--- Request ---
Reproduce the records that begin at the line containing "Question: Locate the fledgling" and end with the line containing "[118,140,155,165]", substituting "chest" for "breast" and leaving everything else unchanged.

--- Task material ---

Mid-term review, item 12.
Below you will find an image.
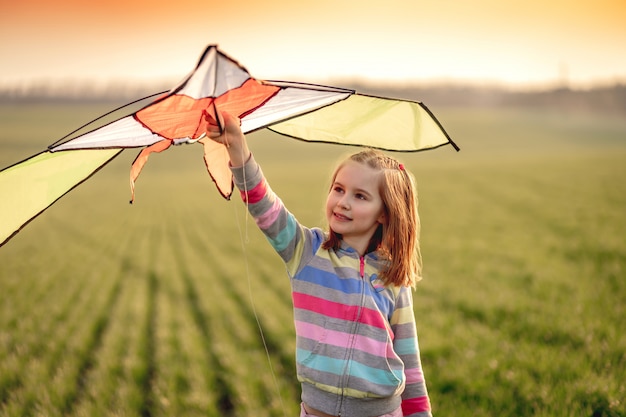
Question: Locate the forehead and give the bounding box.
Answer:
[335,160,381,192]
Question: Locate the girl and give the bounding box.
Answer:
[207,113,430,417]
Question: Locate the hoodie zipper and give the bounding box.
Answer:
[359,256,365,278]
[338,255,365,417]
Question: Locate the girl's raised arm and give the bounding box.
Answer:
[206,112,250,167]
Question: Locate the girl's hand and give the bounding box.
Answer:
[206,112,250,167]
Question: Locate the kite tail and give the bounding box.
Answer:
[130,139,172,204]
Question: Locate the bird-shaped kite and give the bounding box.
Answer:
[0,45,459,246]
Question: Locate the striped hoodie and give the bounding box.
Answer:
[232,156,430,417]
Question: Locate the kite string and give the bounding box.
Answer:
[226,137,287,417]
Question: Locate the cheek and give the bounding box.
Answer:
[326,194,335,216]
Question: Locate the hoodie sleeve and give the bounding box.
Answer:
[231,155,321,276]
[391,287,431,417]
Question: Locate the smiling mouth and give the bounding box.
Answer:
[333,212,352,221]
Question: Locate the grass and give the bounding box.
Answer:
[0,101,626,417]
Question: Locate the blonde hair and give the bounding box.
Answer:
[323,149,422,287]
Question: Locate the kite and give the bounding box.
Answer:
[0,45,459,246]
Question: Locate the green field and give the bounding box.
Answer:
[0,104,626,417]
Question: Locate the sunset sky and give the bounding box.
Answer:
[0,0,626,86]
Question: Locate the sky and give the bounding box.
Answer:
[0,0,626,87]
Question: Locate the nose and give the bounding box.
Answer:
[337,195,350,210]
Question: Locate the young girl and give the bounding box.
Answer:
[207,113,430,417]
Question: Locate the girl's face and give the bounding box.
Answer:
[326,161,385,255]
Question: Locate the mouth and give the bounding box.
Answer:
[333,212,352,222]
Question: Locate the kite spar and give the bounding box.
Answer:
[0,45,459,246]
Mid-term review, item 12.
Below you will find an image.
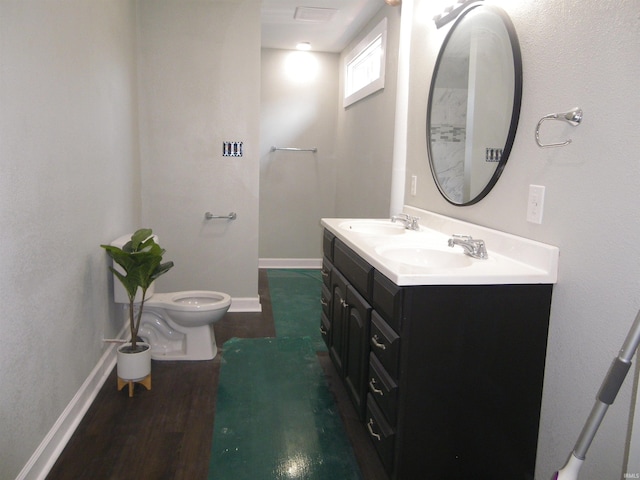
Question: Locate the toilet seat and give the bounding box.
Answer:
[145,290,231,312]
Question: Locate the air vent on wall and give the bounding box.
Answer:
[293,7,338,23]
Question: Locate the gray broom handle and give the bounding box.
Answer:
[573,311,640,460]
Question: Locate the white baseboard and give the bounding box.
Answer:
[229,297,262,312]
[16,325,128,480]
[258,258,322,270]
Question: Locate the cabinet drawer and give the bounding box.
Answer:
[322,229,336,262]
[320,285,331,317]
[369,353,398,425]
[369,310,400,379]
[366,394,396,474]
[372,271,403,332]
[333,238,373,301]
[320,257,333,288]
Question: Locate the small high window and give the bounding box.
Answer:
[344,18,387,107]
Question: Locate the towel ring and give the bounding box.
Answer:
[536,107,582,148]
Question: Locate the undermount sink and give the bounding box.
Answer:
[376,245,472,270]
[340,220,407,235]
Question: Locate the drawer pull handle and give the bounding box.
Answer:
[371,334,387,350]
[367,418,380,441]
[369,377,384,397]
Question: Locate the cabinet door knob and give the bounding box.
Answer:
[367,418,380,441]
[369,377,384,397]
[371,335,387,350]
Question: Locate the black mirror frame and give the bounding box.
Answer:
[426,5,522,207]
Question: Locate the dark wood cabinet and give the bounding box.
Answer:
[321,231,552,480]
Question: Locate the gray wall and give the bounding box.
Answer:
[260,49,339,259]
[0,0,140,479]
[0,0,260,479]
[260,5,400,259]
[138,0,260,308]
[405,0,640,479]
[336,6,401,218]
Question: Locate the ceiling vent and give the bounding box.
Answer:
[293,7,338,23]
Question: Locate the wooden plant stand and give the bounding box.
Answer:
[118,374,151,397]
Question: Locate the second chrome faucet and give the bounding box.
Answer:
[391,213,420,230]
[449,234,489,260]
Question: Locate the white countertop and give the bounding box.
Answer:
[321,207,559,286]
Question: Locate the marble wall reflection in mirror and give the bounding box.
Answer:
[427,5,522,205]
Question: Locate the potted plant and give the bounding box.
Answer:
[100,228,173,395]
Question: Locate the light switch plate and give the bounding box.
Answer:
[527,185,544,224]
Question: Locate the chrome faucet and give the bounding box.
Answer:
[391,213,420,230]
[449,234,489,260]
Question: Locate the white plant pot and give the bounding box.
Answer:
[117,342,151,382]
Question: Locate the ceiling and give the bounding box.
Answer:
[261,0,385,52]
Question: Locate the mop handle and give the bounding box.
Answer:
[573,311,640,460]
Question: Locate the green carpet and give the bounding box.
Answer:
[209,338,361,480]
[267,269,327,351]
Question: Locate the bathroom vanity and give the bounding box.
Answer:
[321,211,558,480]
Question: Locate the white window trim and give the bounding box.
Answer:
[344,18,387,108]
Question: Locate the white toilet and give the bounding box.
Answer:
[111,234,231,360]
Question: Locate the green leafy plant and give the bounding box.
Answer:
[100,228,173,352]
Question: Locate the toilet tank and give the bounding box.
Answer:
[111,233,158,305]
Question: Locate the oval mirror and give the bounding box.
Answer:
[427,5,522,206]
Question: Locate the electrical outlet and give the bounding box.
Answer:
[527,185,544,224]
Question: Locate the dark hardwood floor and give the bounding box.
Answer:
[47,270,387,480]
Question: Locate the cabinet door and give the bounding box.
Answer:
[345,285,371,420]
[329,269,347,377]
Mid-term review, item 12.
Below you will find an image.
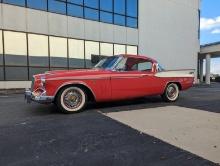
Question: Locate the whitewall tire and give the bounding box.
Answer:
[162,83,179,102]
[56,86,87,113]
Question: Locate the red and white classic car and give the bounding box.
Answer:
[25,55,194,113]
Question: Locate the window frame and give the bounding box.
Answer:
[0,0,139,29]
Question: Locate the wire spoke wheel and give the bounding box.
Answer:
[162,83,179,102]
[57,87,87,113]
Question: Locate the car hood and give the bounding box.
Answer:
[40,69,111,79]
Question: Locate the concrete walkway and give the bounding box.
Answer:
[105,106,220,163]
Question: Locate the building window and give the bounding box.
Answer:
[126,17,137,28]
[114,44,126,55]
[0,30,3,66]
[67,0,83,5]
[49,36,67,68]
[84,8,99,21]
[67,4,83,18]
[0,30,4,81]
[127,46,138,55]
[68,39,84,68]
[5,66,28,81]
[0,0,138,28]
[48,0,66,14]
[27,0,47,10]
[100,0,113,12]
[4,31,27,66]
[114,14,125,26]
[100,11,113,23]
[28,34,49,67]
[3,0,25,6]
[126,0,138,18]
[0,30,138,81]
[100,43,113,56]
[85,41,99,68]
[84,0,99,9]
[114,0,125,15]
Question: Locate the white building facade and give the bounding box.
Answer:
[0,0,200,89]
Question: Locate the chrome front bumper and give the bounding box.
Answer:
[24,89,54,104]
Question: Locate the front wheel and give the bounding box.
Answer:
[162,83,179,102]
[56,87,87,113]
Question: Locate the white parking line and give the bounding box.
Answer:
[105,106,220,163]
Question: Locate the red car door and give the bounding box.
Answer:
[111,71,155,100]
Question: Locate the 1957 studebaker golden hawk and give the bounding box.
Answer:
[25,55,194,113]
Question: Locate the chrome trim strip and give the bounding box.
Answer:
[24,89,54,104]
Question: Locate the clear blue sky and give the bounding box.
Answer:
[200,0,220,74]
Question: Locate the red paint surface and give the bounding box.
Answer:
[31,55,194,102]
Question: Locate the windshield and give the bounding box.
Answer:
[94,56,120,69]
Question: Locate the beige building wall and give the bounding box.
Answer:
[0,0,200,89]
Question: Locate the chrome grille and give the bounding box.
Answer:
[31,77,35,91]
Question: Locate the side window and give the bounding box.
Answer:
[137,62,152,71]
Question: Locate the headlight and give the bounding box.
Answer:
[40,76,46,87]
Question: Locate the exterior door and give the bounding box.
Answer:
[111,71,155,99]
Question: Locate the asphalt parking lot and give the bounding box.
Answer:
[0,84,220,166]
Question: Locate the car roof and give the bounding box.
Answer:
[121,54,157,63]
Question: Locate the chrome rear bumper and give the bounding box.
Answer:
[24,89,54,104]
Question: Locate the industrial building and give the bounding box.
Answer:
[0,0,200,89]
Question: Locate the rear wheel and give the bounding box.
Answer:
[56,86,87,113]
[162,83,179,102]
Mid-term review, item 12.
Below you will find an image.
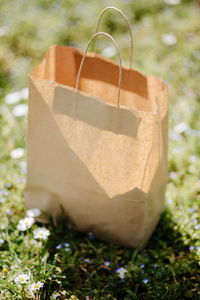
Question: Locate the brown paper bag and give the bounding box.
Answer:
[24,29,168,247]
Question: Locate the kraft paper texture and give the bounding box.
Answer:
[24,46,168,247]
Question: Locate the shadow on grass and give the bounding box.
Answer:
[35,209,198,300]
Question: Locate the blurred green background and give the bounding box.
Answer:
[0,0,200,300]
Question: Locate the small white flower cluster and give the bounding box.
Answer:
[17,208,50,240]
[14,273,44,293]
[116,268,128,280]
[17,217,35,231]
[33,227,50,240]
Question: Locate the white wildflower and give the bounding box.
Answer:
[116,268,128,280]
[10,148,24,159]
[26,208,41,218]
[13,104,28,117]
[14,273,29,284]
[162,33,177,46]
[30,281,44,292]
[17,217,35,231]
[33,227,50,240]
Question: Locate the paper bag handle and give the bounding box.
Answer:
[75,32,122,108]
[94,6,133,69]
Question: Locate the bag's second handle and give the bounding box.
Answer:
[94,6,133,69]
[75,32,122,108]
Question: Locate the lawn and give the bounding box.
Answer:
[0,0,200,300]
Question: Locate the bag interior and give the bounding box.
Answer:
[31,45,167,112]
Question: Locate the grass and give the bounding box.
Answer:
[0,0,200,300]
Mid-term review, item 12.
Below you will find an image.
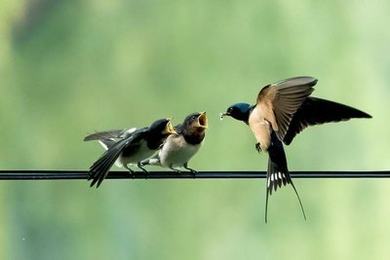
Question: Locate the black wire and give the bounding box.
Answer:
[0,170,390,180]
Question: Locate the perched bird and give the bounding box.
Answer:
[84,119,176,188]
[141,112,207,174]
[221,77,371,222]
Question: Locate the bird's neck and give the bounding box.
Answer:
[237,106,255,125]
[145,135,166,150]
[183,129,206,145]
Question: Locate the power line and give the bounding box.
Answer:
[0,169,390,180]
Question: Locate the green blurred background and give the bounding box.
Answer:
[0,0,390,259]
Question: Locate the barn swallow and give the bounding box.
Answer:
[84,119,176,188]
[221,77,371,222]
[141,112,208,174]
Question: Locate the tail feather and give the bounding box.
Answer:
[264,132,306,223]
[88,139,128,188]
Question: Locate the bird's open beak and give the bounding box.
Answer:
[198,112,208,129]
[164,120,177,134]
[219,112,230,120]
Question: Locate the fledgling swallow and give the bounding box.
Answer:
[141,112,208,174]
[221,77,371,222]
[84,119,176,188]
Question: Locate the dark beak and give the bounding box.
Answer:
[164,119,177,134]
[198,112,208,129]
[219,112,230,120]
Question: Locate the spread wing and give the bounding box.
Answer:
[257,77,317,140]
[88,127,148,188]
[84,128,137,141]
[283,97,371,145]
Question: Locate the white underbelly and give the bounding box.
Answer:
[116,142,155,167]
[248,110,272,151]
[159,135,201,167]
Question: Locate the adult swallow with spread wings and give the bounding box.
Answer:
[84,119,176,188]
[221,77,371,222]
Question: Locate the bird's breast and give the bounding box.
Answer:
[248,107,272,151]
[159,135,201,167]
[118,140,155,165]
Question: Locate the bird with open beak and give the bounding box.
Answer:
[141,112,208,174]
[221,77,371,222]
[84,119,176,188]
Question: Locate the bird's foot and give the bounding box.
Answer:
[124,165,135,179]
[183,163,198,178]
[169,165,181,173]
[137,162,149,179]
[255,143,261,153]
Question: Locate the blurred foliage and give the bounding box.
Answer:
[0,0,390,259]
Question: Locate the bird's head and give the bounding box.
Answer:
[176,112,208,144]
[149,118,176,137]
[220,103,252,123]
[183,112,208,132]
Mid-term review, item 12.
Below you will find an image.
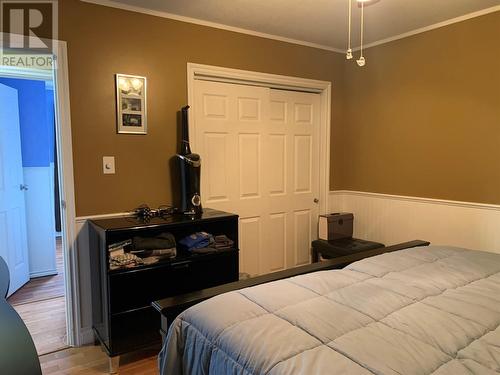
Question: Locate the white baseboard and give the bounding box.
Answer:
[30,269,57,279]
[329,190,500,253]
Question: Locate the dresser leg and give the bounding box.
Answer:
[109,355,120,374]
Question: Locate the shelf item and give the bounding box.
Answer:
[90,209,239,357]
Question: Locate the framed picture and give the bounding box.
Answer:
[116,74,147,134]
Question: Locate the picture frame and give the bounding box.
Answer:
[115,73,148,134]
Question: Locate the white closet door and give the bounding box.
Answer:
[193,81,320,275]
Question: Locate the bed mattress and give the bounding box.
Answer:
[159,246,500,375]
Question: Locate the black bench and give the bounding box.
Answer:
[152,240,430,338]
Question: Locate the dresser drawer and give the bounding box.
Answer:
[109,251,238,314]
[110,307,161,355]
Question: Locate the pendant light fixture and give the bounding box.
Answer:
[356,0,366,66]
[346,0,380,66]
[345,0,352,60]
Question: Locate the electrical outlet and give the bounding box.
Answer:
[102,156,115,174]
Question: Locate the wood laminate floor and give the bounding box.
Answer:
[7,237,64,306]
[40,346,159,375]
[7,238,68,355]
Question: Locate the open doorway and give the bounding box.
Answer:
[0,69,68,355]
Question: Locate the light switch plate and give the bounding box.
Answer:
[102,156,115,174]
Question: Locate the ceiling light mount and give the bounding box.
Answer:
[346,0,380,67]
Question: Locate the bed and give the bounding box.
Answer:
[159,246,500,375]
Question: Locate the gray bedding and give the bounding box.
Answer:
[160,246,500,375]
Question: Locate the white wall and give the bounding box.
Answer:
[329,191,500,253]
[23,165,57,277]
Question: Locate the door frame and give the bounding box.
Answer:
[187,62,332,215]
[0,38,81,346]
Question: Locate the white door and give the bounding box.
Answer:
[193,81,320,275]
[0,84,29,296]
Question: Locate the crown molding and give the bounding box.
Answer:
[80,0,500,54]
[80,0,344,53]
[353,5,500,51]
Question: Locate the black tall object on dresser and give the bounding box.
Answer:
[90,209,239,357]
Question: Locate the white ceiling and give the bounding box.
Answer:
[87,0,500,50]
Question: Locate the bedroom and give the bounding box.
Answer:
[0,0,500,374]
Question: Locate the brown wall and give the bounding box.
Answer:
[60,0,500,215]
[333,12,500,204]
[59,0,343,216]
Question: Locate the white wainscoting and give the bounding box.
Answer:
[329,190,500,253]
[75,213,129,345]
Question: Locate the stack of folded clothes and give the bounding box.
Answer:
[131,232,177,264]
[179,232,234,254]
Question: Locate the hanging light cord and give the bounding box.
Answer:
[356,2,366,66]
[346,0,352,60]
[361,3,365,57]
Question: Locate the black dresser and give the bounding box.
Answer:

--- Solution for this task ---
Question: Locate the fledgling swallow and give the bounding box.
Answer:
[141,112,208,174]
[221,77,371,222]
[84,119,176,188]
Question: Locate the dark beak and give the bounding box.
Answer:
[164,119,177,134]
[198,112,208,129]
[219,112,230,120]
Question: Locate the spread wing and give the bounding box.
Answer:
[257,77,317,140]
[88,127,148,188]
[84,128,137,141]
[283,97,371,145]
Question: Locate the white underbelly and give the bounding box.
Answer:
[116,142,155,167]
[248,110,272,151]
[159,135,201,167]
Question: Locate the adult swallow with spread wings and give the bounding box.
Answer:
[84,119,176,188]
[221,77,371,222]
Question: Locate the bird's chest and give the bounding box.
Answer:
[248,107,272,151]
[159,135,201,167]
[118,140,155,165]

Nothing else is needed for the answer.